- Exercise
Only one stretch of the data below is wanted: the lines starting at the one with "box: [70, 168, 111, 187]" and ending at the one with "box: [75, 168, 119, 220]", both included, given again exactly.
**** Data excerpts
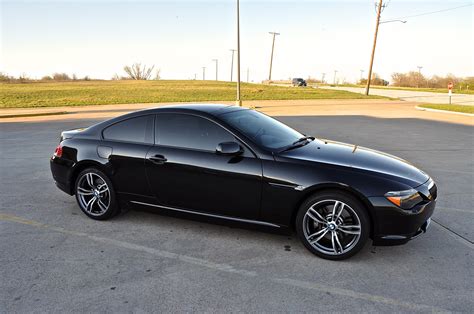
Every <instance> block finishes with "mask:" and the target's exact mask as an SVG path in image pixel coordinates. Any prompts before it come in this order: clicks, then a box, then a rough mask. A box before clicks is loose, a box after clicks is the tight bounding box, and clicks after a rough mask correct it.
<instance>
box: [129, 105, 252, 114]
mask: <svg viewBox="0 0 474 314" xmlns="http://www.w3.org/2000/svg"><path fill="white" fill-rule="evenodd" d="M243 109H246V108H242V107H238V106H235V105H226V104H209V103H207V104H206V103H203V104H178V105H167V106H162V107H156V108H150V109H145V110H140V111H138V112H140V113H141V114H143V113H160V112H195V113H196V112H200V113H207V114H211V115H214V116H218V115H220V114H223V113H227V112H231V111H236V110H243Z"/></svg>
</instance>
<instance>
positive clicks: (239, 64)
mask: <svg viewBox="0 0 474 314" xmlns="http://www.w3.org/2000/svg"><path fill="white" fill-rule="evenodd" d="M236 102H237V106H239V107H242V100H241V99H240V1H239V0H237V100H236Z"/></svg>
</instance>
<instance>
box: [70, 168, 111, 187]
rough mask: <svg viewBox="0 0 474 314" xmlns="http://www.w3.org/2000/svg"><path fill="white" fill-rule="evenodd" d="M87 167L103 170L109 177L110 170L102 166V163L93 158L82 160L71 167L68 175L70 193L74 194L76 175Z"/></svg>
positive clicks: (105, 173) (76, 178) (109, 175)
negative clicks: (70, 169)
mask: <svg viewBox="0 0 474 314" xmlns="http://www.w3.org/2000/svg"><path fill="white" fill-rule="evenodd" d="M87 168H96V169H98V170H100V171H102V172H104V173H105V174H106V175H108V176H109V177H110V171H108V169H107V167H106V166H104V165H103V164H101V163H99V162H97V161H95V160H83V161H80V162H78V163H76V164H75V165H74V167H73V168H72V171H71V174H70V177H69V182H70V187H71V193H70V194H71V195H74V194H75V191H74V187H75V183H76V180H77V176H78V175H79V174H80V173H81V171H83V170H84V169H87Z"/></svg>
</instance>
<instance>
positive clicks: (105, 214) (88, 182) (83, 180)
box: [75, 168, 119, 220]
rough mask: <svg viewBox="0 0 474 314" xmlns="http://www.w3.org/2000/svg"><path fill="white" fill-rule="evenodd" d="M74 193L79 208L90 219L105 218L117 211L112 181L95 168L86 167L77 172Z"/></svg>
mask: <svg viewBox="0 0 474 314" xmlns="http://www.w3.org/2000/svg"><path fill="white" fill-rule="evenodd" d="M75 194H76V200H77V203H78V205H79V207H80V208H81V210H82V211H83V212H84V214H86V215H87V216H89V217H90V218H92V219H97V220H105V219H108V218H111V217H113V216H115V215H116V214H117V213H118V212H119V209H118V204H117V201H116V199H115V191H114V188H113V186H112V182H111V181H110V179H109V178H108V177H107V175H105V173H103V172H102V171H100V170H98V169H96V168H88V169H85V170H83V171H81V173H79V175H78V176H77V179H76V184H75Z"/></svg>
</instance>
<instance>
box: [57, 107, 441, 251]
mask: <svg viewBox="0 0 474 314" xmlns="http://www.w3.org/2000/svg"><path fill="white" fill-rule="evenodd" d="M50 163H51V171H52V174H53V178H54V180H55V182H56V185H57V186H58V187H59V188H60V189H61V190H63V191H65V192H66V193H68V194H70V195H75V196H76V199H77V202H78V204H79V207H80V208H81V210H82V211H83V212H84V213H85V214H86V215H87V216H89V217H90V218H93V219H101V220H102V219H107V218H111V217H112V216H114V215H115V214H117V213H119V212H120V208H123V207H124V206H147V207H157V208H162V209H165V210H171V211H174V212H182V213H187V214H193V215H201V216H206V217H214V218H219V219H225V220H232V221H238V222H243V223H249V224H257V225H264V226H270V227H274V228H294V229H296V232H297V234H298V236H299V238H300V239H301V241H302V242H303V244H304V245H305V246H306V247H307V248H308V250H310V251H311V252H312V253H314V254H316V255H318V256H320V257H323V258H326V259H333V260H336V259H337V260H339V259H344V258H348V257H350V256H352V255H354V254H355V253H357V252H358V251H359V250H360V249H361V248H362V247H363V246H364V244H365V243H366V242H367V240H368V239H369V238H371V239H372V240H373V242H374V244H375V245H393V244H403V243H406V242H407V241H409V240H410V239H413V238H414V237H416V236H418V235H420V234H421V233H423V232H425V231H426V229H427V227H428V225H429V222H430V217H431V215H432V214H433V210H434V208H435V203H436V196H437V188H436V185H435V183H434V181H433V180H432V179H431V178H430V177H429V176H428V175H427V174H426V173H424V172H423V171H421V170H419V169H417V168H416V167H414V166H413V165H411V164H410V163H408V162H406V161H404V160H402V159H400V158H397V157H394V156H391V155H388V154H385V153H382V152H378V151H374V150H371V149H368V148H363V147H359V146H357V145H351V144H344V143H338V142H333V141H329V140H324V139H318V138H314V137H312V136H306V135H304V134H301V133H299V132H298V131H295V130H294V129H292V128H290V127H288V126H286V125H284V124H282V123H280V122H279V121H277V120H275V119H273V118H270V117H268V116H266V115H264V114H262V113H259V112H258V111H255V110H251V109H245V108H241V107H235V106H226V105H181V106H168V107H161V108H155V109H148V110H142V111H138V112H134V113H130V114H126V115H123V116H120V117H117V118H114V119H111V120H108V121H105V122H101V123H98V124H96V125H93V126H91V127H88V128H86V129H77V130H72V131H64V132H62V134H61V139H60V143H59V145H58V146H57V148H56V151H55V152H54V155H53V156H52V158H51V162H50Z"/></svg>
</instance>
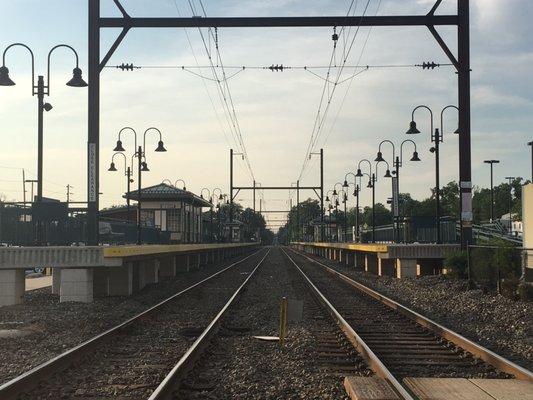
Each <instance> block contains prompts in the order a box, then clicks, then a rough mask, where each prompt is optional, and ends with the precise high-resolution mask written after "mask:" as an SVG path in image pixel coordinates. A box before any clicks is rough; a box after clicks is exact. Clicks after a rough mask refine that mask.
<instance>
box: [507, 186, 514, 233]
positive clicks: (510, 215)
********
- Worked solution
box: [70, 168, 111, 187]
rough mask: <svg viewBox="0 0 474 314" xmlns="http://www.w3.org/2000/svg"><path fill="white" fill-rule="evenodd" d="M87 167L103 170L109 177L110 170L102 166V163L93 158L82 160L71 167L68 175L70 193L74 194L76 175Z"/></svg>
positive clicks: (105, 173) (76, 178) (109, 175)
negative clicks: (70, 169)
mask: <svg viewBox="0 0 474 314" xmlns="http://www.w3.org/2000/svg"><path fill="white" fill-rule="evenodd" d="M87 168H96V169H98V170H100V171H102V172H104V173H105V174H106V175H108V176H109V177H110V171H108V169H107V167H106V166H104V165H103V164H101V163H99V162H97V161H95V160H83V161H80V162H78V163H76V164H75V165H74V167H73V168H72V171H71V174H70V177H69V182H70V187H71V193H70V194H71V195H74V194H75V191H74V187H75V183H76V180H77V176H78V175H79V174H80V173H81V171H83V170H84V169H87Z"/></svg>
</instance>
<instance>
positive clicks: (105, 214) (88, 182) (83, 180)
box: [75, 168, 119, 220]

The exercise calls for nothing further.